__EXCERPT PROVIDED__.
□ □ □ □ □

Travel nurses are believed to have first made their appearance in the late 1970s in New Orleans, LA. With a census spike resulting from the city’s Mardi Gras festivities, travel nurses were hired to help combat the nursing shortage.
That being said, a lot has changed in the nursing and healthcare industries over the past decade, and with it, so has the reality of working as a travel nurse. Qualified nurses have never been in higher demand. Workforce shortages and geographic mismatches of nurse supply and demand have altered the mindset of how today’s healthcare administrators think about their staffing plans.
As a result, the world of travel nursing has also changed. With that in mind, we thought it would be helpful to put to rest some of those lingering myths around travel nursing.
Myth #1: Travel nursing agencies companies do not offer good benefits.
False. Top travel nursing agencies should offer a variety of benefits catered to your specific needs. These plans should be supplied by insurance companies with recognizable names, as well as in-network coverage throughout the United States. Since you are traveling, coverage that is regional or only good in a specific state is not valuable if future assignments are outside of the coverage area.
GHR Travel Nursing offers three different Blue Cross Blue Shield healthcare plans and has great vision and dental insurance options from Guardian. Enrollment for travel nurses who elect these benefits begins the first of the month, following the assignment start date.
Myth #2: Travel nursing does not provide career stability.
False. There are just over 4 million nurses employed in the US, and the need for nurses is much higher than that. There is always work available for skilled, experienced nurses who have the flexibility to travel. In many situations, you can extend for two, three or even four 13-week assignments at the same hospital.
Myth #3: Travel nursing is a great opportunity for recent graduates to gain experience and visit new cities.
Unfortunately, this is false. Travel nursing is not completely out of reach for new nurses, but the pursuit does require a minimum of 12 months of full-time employment working in a specific skill set. Once you have that experience under your belt, the opportunities for you to work as a travel nurse are plentiful.
Myth #4: Travel nurses are compensated higher than most staff nurses.
True. Travel nurses are expected to fill scheduling gaps to help prevent hospitals from being short-staffed. A travel nurse must have the skills and experience necessary to begin working immediately and responsibly, with minimal orientation and acclimation to the unit. In order to maintain quality care for their patients, hospitals are very willing to pay travel nurse rates for a short period of time, which translates to greater compensation for qualified nurses who have the flexibility to work travel assignments.

□ □ □ □ □

__EXERCISES__.
- A) Answer each question from the travel nursing article:
(i) In what city and decade are travel nurses believed to have first appeared?
(ii) How many months of full-time work in a specific skill set does travel nursing require at minimum?
(iii) Which company provides GHR Travel Nursing's vision and dental insurance options?
- B) Decide whether each statement agrees with the travel nursing article. Answer yes or no and quote the words that settle it.
(i) GHR Travel Nursing offers three different Blue Cross Blue Shield healthcare plans.
(ii) Benefits enrollment for travel nurses begins on the assignment start date.
(iii) A travel nurse can never extend an assignment at the same hospital.
- C) Please carry on the travel nursing article from where it stops.

__INFORMATION GIVEN__.
□ □ □ □ □

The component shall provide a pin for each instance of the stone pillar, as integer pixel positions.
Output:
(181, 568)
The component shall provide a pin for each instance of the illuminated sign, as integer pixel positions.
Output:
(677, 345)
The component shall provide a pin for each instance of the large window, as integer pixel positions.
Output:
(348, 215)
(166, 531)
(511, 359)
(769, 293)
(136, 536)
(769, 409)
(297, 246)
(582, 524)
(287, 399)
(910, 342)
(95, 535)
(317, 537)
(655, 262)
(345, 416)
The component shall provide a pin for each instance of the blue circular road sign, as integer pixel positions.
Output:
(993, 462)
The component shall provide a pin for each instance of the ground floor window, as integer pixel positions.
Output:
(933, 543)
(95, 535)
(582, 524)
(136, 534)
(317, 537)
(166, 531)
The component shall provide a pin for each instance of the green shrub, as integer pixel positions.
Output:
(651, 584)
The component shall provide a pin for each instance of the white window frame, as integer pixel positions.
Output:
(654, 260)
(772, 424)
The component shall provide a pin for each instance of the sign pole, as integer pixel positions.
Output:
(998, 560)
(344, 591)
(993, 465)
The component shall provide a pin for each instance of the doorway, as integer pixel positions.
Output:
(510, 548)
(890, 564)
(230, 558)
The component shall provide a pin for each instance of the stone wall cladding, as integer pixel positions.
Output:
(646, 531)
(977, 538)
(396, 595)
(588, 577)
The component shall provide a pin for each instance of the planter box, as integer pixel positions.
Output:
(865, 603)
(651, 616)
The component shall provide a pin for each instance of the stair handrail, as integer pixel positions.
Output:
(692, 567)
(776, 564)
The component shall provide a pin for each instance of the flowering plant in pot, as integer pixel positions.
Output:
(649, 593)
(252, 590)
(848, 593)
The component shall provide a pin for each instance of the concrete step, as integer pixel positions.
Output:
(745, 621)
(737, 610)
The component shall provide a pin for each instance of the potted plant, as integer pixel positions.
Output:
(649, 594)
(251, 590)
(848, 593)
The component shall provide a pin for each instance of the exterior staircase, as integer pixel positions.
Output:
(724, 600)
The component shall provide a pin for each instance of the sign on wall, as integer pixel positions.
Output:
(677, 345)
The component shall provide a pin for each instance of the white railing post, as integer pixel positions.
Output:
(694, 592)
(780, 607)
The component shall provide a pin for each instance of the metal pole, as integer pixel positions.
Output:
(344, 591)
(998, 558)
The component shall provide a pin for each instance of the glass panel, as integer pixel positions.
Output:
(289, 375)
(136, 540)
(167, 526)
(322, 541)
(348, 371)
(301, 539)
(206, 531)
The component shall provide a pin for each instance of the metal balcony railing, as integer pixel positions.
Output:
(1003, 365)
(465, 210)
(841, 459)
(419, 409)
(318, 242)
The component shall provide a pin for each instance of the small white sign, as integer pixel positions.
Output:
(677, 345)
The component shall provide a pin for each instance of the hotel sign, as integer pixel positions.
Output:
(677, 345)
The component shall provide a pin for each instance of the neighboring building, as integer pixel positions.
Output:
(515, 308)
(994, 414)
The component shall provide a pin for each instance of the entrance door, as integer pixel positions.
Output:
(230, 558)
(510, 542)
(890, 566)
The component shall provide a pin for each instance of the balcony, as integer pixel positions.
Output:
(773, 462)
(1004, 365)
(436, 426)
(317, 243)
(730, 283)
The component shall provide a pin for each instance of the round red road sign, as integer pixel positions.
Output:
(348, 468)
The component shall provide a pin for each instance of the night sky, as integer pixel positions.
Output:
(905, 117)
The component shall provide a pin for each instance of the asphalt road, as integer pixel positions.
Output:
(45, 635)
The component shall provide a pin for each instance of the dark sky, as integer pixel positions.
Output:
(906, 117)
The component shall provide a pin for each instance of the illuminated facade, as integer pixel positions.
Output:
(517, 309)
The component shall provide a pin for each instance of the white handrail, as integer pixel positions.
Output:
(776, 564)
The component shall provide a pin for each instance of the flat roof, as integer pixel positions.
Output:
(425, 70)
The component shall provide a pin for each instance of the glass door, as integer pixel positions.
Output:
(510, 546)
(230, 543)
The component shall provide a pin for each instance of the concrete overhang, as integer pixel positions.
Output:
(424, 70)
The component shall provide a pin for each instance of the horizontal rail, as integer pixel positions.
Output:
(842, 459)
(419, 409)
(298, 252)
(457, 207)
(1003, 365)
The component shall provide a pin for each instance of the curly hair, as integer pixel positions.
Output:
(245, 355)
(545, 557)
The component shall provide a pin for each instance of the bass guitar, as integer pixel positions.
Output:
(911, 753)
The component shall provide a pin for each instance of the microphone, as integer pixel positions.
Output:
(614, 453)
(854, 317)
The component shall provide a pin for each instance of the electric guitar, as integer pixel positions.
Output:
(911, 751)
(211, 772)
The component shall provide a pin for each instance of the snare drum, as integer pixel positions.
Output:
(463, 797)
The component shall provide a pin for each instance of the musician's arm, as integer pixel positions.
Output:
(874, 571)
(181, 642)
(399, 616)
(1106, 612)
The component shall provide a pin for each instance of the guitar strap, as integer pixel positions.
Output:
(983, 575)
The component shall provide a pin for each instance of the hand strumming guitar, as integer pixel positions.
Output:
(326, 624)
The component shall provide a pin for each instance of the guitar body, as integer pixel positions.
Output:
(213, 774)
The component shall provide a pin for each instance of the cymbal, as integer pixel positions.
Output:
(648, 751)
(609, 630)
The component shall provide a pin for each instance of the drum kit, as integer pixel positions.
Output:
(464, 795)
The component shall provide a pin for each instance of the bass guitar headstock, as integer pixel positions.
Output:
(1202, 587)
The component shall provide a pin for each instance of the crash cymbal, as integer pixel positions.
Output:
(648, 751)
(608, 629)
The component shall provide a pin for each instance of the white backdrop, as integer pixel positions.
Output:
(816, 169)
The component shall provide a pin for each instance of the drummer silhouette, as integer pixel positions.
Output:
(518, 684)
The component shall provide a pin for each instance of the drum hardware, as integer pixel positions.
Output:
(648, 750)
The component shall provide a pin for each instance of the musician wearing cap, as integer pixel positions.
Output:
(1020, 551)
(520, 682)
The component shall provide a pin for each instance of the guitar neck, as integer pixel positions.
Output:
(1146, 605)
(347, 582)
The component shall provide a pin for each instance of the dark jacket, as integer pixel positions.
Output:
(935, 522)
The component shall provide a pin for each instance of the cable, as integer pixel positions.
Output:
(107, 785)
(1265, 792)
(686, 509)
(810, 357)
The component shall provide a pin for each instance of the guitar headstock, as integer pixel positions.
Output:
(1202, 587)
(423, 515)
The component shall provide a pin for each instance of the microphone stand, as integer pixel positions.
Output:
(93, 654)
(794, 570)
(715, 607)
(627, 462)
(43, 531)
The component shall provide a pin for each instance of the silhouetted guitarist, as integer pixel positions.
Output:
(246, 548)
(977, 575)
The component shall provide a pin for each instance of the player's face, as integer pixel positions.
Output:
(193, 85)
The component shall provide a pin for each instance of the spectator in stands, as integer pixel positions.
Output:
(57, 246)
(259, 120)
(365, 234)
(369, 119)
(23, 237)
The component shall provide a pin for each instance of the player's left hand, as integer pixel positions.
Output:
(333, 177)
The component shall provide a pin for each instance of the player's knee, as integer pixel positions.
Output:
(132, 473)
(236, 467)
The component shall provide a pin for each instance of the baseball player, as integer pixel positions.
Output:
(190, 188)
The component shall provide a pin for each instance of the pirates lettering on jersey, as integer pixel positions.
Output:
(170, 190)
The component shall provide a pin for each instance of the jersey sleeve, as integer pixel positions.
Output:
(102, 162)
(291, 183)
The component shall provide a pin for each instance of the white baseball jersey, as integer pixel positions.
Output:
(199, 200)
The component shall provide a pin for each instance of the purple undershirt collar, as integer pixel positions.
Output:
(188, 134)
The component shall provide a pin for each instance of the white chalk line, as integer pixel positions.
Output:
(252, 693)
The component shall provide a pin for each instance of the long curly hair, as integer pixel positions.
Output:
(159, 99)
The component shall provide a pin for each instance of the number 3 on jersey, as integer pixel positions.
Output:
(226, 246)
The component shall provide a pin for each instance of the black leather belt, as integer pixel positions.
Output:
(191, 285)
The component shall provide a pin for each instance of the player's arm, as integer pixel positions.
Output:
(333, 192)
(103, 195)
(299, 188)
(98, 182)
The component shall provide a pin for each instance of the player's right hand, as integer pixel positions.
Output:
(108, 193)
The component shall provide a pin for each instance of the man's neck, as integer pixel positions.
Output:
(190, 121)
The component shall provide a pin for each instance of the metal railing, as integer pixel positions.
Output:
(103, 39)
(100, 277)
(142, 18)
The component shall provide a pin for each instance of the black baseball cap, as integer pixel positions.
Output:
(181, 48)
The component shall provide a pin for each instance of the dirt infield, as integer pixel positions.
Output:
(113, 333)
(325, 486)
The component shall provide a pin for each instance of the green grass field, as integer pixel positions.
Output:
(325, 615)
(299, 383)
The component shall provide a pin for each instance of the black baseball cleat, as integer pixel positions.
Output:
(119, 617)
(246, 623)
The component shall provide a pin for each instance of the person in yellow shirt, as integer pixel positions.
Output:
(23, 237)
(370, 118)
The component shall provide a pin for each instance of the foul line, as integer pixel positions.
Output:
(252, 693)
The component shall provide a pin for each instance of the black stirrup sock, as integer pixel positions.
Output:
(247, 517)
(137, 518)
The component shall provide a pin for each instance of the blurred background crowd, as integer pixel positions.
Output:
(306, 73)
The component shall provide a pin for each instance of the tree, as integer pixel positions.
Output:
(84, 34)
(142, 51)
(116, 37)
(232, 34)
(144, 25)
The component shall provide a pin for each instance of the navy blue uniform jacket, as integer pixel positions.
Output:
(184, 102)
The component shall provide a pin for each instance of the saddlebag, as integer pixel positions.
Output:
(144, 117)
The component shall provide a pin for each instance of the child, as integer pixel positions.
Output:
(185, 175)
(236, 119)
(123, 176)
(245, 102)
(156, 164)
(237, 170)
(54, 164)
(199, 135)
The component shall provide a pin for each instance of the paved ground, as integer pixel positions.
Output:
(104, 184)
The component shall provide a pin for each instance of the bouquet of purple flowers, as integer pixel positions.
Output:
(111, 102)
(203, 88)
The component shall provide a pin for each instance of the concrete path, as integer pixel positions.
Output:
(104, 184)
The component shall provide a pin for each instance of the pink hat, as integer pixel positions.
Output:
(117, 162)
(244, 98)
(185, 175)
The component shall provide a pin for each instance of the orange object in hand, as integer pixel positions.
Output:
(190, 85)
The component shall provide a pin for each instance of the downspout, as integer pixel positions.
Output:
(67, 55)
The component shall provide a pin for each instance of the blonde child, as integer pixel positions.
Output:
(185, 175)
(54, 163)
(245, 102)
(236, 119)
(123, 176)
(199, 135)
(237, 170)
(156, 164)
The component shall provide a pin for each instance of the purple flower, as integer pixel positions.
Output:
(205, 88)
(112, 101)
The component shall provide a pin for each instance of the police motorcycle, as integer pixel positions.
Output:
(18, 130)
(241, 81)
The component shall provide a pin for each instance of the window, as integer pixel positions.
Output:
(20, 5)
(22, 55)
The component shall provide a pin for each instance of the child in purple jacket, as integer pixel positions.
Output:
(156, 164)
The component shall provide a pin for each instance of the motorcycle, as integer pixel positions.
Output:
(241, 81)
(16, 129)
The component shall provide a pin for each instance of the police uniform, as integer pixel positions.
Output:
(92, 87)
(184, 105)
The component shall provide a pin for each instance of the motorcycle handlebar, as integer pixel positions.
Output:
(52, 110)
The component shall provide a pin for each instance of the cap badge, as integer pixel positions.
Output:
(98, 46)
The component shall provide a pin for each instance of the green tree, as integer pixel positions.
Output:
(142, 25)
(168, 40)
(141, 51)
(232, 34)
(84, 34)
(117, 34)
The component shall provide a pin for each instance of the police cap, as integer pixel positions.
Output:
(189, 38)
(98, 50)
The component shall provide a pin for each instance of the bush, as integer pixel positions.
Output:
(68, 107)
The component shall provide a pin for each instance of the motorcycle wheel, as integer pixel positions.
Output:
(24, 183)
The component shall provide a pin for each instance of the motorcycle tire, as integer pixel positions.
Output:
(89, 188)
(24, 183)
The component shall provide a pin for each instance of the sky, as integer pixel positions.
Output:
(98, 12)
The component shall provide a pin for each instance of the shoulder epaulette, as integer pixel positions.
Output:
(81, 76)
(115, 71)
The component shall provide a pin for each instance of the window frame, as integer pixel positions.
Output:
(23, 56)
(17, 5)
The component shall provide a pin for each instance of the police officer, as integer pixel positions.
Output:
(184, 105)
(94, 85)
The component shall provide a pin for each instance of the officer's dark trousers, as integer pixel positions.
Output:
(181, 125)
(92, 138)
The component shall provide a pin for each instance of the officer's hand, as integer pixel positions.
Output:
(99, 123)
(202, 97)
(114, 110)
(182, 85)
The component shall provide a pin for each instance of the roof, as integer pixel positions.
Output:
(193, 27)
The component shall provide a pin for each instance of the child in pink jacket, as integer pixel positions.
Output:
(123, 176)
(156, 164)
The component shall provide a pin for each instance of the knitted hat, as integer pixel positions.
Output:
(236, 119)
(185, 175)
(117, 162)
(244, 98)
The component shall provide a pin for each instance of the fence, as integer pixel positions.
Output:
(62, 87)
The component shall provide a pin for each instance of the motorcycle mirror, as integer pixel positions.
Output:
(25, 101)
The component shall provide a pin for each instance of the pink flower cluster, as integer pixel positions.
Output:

□ □ □ □ □

__RESPONSES TO THE EXERCISE__.
- A)
(i) New Orleans, LA, in the late 1970s.
(ii) 12 months.
(iii) Guardian.

- B)
(i) Yes: "GHR Travel Nursing offers three different Blue Cross Blue Shield healthcare plans"
(ii) No: "Enrollment for travel nurses who elect these benefits begins the first of the month, following the assignment start date."
(iii) No: "In many situations, you can extend for two, three or even four 13-week assignments at the same hospital."

- C)
Myth #5: The company that quotes you the highest gross pay is the employer you should travel with.
False. As a travel nurse, you should always validate that you’re working with a company who has industry experience, backed with payroll and benefits practices that are compliant with all federal, state and local employment laws and regulations. Inexperienced companies could cause you financial woes down the road, especially if their tax withholding or reimbursement practices result in an unfavorable IRS audit.
Also, make sure your recruiter is not estimating your weekly pay by including overtime shifts. If you have overtime quoted in your weekly pay estimate, ask for an overtime guarantee in writing. A reputable recruiter working for an honest company should accommodate the request.
Myth #6: Travel nurses are treated poorly by staff nurses.
False. Travel nurses work alongside staff nurses as a means to maintain the quality of patient care. Staff nurses are eager and happy to have the additional support. The possibility that two people may not always agree exists in most employment situations, and the chances of incidents happening are not greater for travel nurses. There are many hospitals that are very accustomed to having travelers. A good recruiter knows who these are and can share that information with you. This can be especially helpful for first-time travelers.
Myth #7 – The travel nurse working next to me, for the same company, on my same unit is making more money per week than me.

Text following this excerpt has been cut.